INPUT DATA section start
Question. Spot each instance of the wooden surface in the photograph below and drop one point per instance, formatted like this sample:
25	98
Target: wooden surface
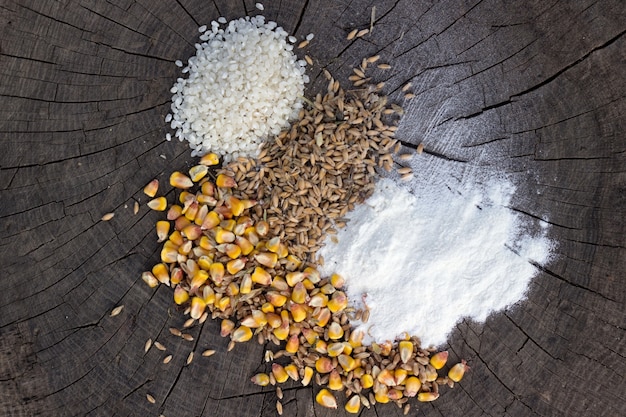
85	87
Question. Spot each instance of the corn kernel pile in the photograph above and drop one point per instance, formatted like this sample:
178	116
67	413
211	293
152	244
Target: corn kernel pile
222	260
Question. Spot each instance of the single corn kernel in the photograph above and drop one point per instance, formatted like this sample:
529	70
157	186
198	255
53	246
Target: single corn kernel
262	277
211	220
412	386
293	344
180	180
299	294
334	381
261	379
242	334
158	204
427	396
198	172
235	265
224	181
326	399
324	365
197	307
210	159
180	295
292	371
267	259
457	371
162	228
149	278
151	188
308	374
353	405
298	312
227	327
406	350
438	360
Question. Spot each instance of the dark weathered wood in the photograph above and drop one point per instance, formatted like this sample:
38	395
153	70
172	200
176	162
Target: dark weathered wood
85	86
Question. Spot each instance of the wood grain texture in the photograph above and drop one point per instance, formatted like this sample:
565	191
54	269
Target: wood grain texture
538	86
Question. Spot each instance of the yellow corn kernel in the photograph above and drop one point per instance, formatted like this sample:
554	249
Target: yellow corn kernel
298	312
169	252
406	350
457	371
262	277
174	212
161	273
235	265
318	300
308	374
210	159
427	396
334	349
293	344
180	180
198	172
149	278
236	205
347	362
241	334
394	394
354	404
151	188
267	259
334	381
412	386
261	228
338	302
322	317
324	365
217	272
197	307
280	284
293	278
158	204
224	236
208	295
246	284
273	319
199	278
438	360
226	327
299	294
180	295
162	228
224	181
310	335
337	281
211	220
367	381
261	379
326	399
244	245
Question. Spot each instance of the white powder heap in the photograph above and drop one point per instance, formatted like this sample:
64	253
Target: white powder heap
428	258
244	84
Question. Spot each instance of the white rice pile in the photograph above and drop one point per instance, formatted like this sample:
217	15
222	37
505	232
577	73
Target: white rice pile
244	85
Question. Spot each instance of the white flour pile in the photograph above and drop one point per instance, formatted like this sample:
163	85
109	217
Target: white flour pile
430	257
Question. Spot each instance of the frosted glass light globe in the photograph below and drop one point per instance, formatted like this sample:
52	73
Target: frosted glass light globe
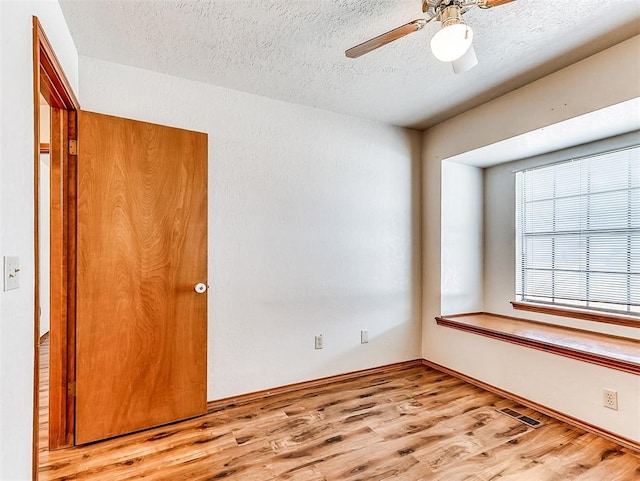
451	42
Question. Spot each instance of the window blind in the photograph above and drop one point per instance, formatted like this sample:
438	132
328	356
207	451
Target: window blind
578	232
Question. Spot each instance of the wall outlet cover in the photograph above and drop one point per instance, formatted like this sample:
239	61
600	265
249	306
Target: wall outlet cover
610	399
11	272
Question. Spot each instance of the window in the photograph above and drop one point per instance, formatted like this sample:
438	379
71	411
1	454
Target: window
578	233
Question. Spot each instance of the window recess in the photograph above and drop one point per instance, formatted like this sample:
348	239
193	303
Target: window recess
578	233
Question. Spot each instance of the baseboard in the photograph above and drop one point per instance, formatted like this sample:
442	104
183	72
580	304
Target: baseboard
216	405
628	443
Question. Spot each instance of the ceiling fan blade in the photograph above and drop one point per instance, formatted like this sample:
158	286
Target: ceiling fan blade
494	3
385	38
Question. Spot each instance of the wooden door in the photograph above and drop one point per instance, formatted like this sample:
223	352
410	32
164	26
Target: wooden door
141	332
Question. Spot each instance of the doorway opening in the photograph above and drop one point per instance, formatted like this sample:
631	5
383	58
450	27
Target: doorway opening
55	107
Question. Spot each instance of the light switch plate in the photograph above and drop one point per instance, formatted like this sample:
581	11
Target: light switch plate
11	272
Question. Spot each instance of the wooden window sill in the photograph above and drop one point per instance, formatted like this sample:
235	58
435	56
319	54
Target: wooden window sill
576	313
615	352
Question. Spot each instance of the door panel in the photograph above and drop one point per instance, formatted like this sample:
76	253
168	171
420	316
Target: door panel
142	246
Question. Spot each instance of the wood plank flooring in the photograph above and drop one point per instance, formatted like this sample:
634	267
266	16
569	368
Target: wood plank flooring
416	424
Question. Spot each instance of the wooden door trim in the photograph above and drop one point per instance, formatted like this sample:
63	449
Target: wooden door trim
50	81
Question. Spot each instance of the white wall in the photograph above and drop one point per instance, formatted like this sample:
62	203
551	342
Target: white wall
566	385
461	234
16	218
313	228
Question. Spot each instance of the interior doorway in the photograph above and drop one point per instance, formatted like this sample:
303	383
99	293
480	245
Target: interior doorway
55	107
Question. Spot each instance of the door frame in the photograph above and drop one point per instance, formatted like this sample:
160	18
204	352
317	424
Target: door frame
50	80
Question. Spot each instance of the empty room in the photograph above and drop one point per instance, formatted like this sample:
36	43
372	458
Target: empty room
320	240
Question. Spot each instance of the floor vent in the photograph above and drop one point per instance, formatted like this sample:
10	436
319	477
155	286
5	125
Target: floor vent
534	423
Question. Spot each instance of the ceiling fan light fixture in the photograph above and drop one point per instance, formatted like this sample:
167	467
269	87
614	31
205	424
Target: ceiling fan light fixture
451	42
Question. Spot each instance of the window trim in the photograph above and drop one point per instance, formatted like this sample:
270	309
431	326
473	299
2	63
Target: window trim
583	314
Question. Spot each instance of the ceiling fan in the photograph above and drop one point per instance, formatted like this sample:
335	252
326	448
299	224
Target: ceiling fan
452	43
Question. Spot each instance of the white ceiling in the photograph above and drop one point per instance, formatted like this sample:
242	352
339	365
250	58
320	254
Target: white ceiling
293	50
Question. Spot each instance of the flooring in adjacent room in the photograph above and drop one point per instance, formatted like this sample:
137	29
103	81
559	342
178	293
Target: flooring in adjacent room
413	424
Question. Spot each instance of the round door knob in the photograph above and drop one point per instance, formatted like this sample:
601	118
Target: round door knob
200	288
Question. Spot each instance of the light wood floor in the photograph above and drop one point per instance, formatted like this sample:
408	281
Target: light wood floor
414	425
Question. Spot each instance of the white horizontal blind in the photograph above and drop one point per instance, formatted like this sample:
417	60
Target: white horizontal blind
578	232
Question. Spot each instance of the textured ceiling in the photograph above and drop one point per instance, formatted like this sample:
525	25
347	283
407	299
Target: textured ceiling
293	50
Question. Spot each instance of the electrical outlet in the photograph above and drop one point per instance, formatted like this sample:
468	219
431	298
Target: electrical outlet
11	273
610	399
364	337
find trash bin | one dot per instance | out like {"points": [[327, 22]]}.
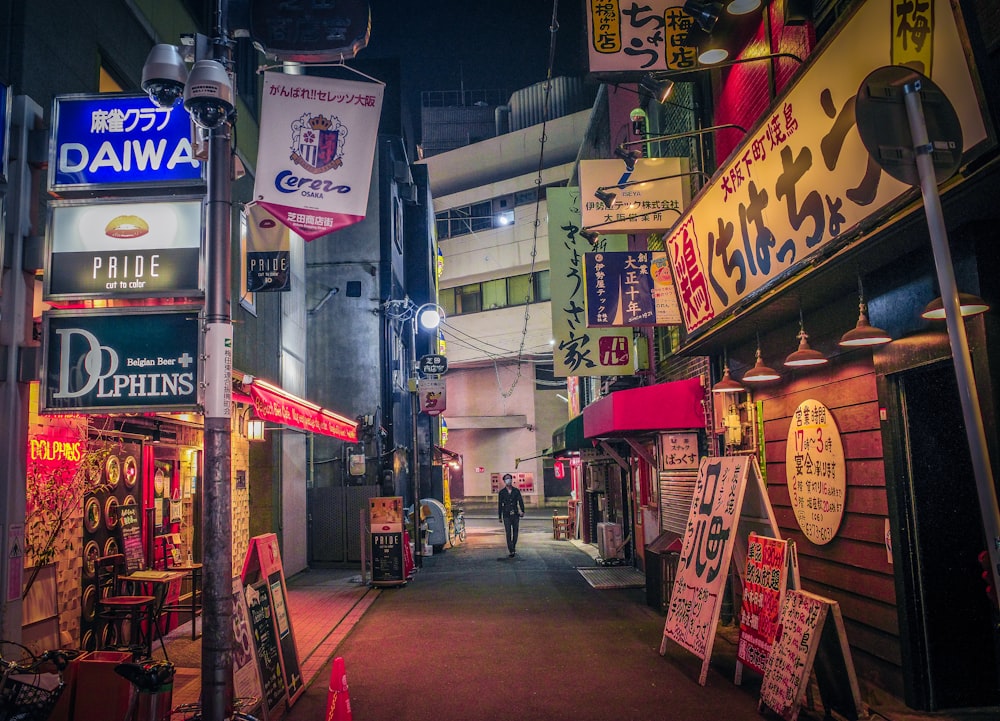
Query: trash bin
{"points": [[662, 556], [437, 528]]}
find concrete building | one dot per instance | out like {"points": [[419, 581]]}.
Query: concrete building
{"points": [[489, 203]]}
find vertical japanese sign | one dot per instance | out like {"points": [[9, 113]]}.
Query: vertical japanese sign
{"points": [[707, 550], [630, 289], [802, 178], [317, 149], [763, 592], [816, 471], [625, 36], [678, 451], [579, 351]]}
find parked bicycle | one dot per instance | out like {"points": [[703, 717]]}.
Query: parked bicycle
{"points": [[31, 685], [456, 526], [192, 711]]}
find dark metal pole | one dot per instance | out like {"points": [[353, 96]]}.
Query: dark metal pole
{"points": [[967, 390], [217, 612], [418, 552]]}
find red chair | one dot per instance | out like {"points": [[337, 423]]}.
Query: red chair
{"points": [[128, 618]]}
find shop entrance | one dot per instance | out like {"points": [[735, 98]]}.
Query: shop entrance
{"points": [[335, 514], [946, 617]]}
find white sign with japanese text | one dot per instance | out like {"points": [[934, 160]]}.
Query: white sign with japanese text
{"points": [[652, 196], [802, 178], [579, 350], [627, 36], [316, 152], [816, 471]]}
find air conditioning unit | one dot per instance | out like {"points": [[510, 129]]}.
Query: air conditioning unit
{"points": [[609, 541]]}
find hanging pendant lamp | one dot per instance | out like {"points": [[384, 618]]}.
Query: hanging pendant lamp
{"points": [[760, 373], [804, 356], [864, 334]]}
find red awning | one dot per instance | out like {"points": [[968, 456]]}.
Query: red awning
{"points": [[273, 404], [661, 407]]}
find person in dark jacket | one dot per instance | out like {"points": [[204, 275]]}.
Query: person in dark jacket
{"points": [[510, 506]]}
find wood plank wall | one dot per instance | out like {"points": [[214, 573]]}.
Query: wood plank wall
{"points": [[853, 568]]}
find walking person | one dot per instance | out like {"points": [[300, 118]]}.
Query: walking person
{"points": [[510, 506]]}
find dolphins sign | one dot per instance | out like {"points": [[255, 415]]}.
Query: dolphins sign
{"points": [[124, 360]]}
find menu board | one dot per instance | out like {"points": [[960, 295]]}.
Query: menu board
{"points": [[286, 638], [812, 639], [262, 570], [763, 591], [727, 488], [246, 672], [265, 644], [128, 520]]}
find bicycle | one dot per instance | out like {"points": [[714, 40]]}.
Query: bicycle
{"points": [[456, 527], [30, 687], [194, 709]]}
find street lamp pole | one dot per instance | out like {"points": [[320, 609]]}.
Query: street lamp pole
{"points": [[217, 611], [418, 551]]}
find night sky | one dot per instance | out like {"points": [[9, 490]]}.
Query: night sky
{"points": [[484, 45]]}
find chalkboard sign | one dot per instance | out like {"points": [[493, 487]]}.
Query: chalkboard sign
{"points": [[128, 521], [387, 559], [286, 638], [266, 645], [246, 669], [812, 639]]}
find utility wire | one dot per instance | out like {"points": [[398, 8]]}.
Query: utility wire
{"points": [[553, 31]]}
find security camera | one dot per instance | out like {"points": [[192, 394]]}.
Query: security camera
{"points": [[164, 75], [208, 95]]}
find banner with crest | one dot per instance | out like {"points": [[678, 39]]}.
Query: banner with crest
{"points": [[317, 146]]}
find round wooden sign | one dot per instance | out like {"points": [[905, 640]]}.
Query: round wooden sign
{"points": [[815, 471]]}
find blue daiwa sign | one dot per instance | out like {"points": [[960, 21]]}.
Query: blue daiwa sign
{"points": [[4, 129], [104, 142]]}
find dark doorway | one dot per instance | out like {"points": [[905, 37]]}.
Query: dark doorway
{"points": [[952, 650]]}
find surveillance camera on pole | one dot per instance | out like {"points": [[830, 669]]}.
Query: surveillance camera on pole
{"points": [[208, 95], [164, 75]]}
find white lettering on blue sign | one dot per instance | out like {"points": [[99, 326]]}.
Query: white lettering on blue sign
{"points": [[130, 155]]}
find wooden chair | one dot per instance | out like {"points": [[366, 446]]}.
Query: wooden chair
{"points": [[124, 613]]}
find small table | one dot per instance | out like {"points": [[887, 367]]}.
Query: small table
{"points": [[157, 582], [193, 572]]}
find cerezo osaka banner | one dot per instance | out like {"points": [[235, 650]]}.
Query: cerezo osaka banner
{"points": [[316, 153]]}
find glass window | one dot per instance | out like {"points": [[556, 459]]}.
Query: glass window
{"points": [[541, 284], [494, 294], [519, 289], [482, 216], [469, 299], [446, 297], [442, 225]]}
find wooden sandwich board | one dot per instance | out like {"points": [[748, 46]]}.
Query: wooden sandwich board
{"points": [[812, 640], [771, 569], [729, 501]]}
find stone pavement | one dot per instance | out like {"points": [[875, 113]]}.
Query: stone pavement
{"points": [[323, 606], [437, 648]]}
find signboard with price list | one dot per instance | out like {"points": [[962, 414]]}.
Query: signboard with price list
{"points": [[729, 501], [812, 640]]}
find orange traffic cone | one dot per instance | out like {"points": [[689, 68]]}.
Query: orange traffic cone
{"points": [[338, 700]]}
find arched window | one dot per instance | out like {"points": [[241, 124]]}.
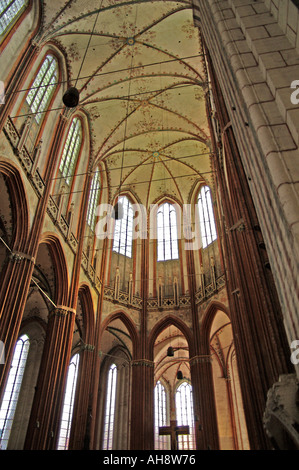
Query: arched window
{"points": [[184, 414], [161, 442], [93, 199], [12, 389], [9, 12], [167, 233], [110, 408], [123, 230], [206, 217], [71, 150], [43, 87], [68, 404]]}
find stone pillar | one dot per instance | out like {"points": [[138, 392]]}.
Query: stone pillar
{"points": [[261, 345], [205, 419], [142, 416], [18, 271], [13, 295], [80, 432], [44, 421]]}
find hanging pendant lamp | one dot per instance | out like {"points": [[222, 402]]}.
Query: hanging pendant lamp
{"points": [[71, 96]]}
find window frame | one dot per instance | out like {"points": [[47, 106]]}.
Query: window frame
{"points": [[94, 196], [68, 408], [185, 442], [206, 213], [161, 417], [110, 407], [123, 230]]}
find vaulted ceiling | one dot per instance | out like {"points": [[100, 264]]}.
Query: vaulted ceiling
{"points": [[138, 66]]}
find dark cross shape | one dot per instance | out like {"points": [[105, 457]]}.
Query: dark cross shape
{"points": [[173, 430]]}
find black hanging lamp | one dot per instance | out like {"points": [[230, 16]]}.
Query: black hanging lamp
{"points": [[71, 96]]}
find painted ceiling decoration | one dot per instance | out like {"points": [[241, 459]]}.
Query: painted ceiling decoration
{"points": [[139, 70]]}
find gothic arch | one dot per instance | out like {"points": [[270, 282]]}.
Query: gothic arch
{"points": [[58, 259]]}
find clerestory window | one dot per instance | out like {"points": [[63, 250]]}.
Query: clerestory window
{"points": [[12, 389], [71, 150]]}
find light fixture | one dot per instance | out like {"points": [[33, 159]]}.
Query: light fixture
{"points": [[71, 96], [118, 211]]}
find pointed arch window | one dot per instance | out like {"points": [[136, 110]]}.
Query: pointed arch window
{"points": [[123, 230], [12, 389], [71, 150], [160, 403], [43, 87], [93, 199], [206, 217], [184, 414], [68, 403], [167, 233], [9, 12], [110, 408]]}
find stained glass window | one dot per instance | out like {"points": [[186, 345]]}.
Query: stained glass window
{"points": [[110, 408], [43, 87], [184, 414], [71, 150], [9, 11], [12, 389], [161, 442], [93, 199], [68, 404], [167, 233], [123, 230], [206, 217]]}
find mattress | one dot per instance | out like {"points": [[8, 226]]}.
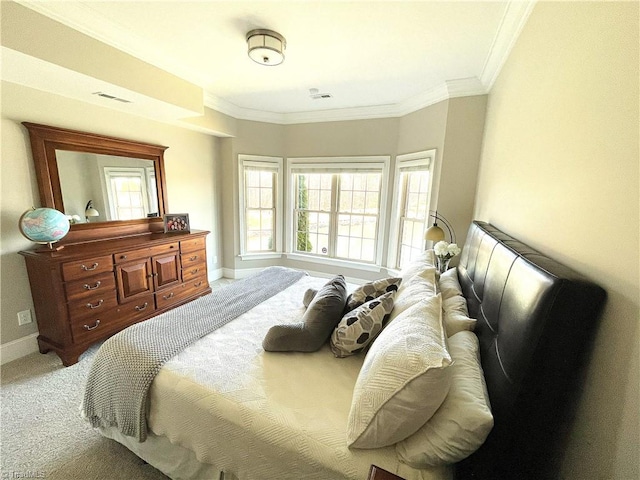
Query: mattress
{"points": [[225, 408]]}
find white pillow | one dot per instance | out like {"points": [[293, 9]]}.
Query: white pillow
{"points": [[424, 261], [403, 380], [411, 291], [462, 423], [449, 284]]}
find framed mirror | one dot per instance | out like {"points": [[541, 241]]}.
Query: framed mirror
{"points": [[107, 186]]}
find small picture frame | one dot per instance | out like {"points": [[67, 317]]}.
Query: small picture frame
{"points": [[176, 223]]}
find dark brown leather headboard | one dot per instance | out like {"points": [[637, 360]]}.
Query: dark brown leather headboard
{"points": [[536, 319]]}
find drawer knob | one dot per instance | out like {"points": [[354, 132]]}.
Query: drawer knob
{"points": [[89, 287], [95, 305], [95, 325]]}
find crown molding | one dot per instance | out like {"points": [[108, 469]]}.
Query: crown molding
{"points": [[463, 87], [515, 17]]}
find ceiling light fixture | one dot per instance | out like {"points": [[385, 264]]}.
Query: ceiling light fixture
{"points": [[266, 47]]}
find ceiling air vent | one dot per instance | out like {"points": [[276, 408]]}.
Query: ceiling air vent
{"points": [[315, 94], [111, 97]]}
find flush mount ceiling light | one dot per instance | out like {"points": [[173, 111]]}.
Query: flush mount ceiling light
{"points": [[266, 47]]}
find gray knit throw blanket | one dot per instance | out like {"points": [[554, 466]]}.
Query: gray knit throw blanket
{"points": [[126, 364]]}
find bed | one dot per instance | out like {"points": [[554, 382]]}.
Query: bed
{"points": [[508, 320]]}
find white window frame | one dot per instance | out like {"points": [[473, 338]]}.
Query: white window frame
{"points": [[268, 163], [406, 162], [334, 165], [127, 172]]}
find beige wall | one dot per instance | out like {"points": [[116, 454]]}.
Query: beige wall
{"points": [[559, 170], [192, 170], [453, 127]]}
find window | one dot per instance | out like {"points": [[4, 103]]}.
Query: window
{"points": [[260, 202], [336, 207], [127, 191], [411, 204]]}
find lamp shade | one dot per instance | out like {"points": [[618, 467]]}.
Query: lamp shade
{"points": [[266, 47], [434, 233], [90, 211]]}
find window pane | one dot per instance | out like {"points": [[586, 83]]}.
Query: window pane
{"points": [[414, 215], [323, 227], [253, 198], [266, 198], [252, 178], [253, 220], [266, 241]]}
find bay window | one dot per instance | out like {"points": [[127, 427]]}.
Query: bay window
{"points": [[337, 207], [260, 204]]}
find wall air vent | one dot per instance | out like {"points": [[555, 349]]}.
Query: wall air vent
{"points": [[111, 97]]}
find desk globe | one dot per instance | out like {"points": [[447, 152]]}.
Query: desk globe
{"points": [[44, 225]]}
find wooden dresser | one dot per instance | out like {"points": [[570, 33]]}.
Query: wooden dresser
{"points": [[86, 292]]}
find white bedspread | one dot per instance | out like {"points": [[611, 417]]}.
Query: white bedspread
{"points": [[259, 415]]}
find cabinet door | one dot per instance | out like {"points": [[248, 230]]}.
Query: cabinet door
{"points": [[166, 270], [134, 279]]}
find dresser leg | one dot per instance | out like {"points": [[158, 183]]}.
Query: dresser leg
{"points": [[68, 359]]}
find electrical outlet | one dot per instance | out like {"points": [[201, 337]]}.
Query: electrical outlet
{"points": [[24, 317]]}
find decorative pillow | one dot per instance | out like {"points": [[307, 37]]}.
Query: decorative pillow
{"points": [[462, 423], [360, 326], [403, 380], [322, 316], [309, 296], [449, 284], [371, 290]]}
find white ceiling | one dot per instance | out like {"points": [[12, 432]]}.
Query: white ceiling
{"points": [[375, 58]]}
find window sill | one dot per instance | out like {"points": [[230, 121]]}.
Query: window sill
{"points": [[260, 256], [334, 262]]}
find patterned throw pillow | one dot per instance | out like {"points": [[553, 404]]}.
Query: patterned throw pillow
{"points": [[371, 290], [359, 327]]}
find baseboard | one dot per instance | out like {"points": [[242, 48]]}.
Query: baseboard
{"points": [[240, 273], [215, 274], [18, 348]]}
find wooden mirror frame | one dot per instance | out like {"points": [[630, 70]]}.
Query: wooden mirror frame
{"points": [[45, 140]]}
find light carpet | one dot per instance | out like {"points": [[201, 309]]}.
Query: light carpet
{"points": [[43, 434]]}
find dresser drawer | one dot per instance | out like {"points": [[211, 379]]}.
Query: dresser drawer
{"points": [[142, 307], [84, 269], [170, 296], [197, 283], [128, 255], [192, 244], [192, 258], [91, 286], [197, 270], [94, 326], [83, 308]]}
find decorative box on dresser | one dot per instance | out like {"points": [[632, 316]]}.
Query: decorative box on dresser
{"points": [[86, 292]]}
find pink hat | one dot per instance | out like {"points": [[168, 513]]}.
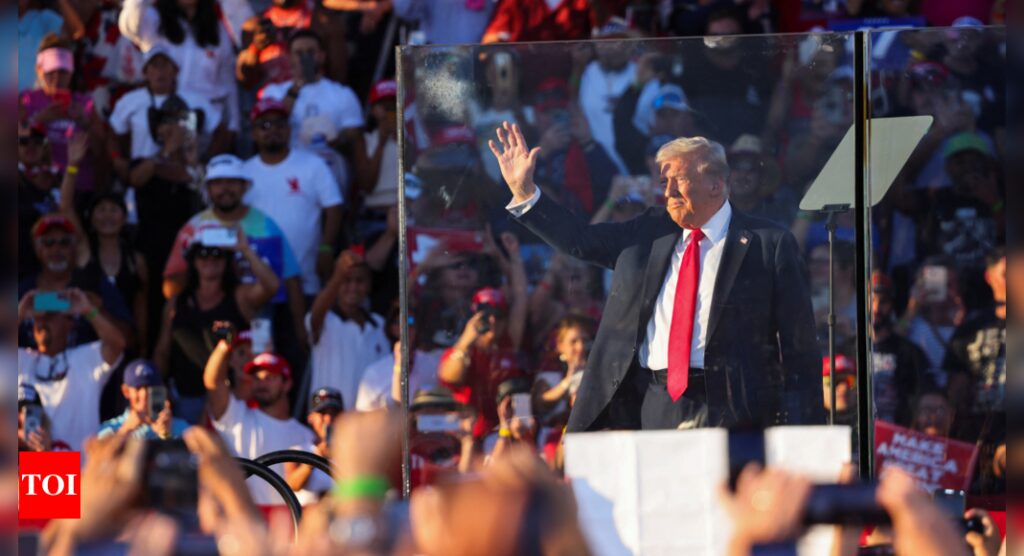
INPUT DATA section end
== HOW TO COMPLETE THIS TASK ==
Your task is to retype the entries verbatim, starting with the line that holds "Query: flush mount ceiling light" and stopping after the line that holds "find window |".

== TASK RESULT ==
Query: flush mount ceiling light
{"points": [[266, 47]]}
find gray knit throw blanket | one dot per instance | out like {"points": [[554, 466]]}.
Query: gray knit throw blanket
{"points": [[126, 364]]}
find bed | one dot per instance | out like {"points": [[554, 382]]}.
Query: bed
{"points": [[508, 320]]}
find white window frame | one dot per instance | out like {"points": [[473, 338]]}.
Query: white window frame
{"points": [[268, 163], [406, 162], [334, 165], [127, 172]]}
find beige wall | one dot per instance | out like {"points": [[116, 454]]}.
Query: beige wall
{"points": [[559, 170], [192, 170], [453, 127]]}
find window | one dot per instance | out like {"points": [[4, 103]]}.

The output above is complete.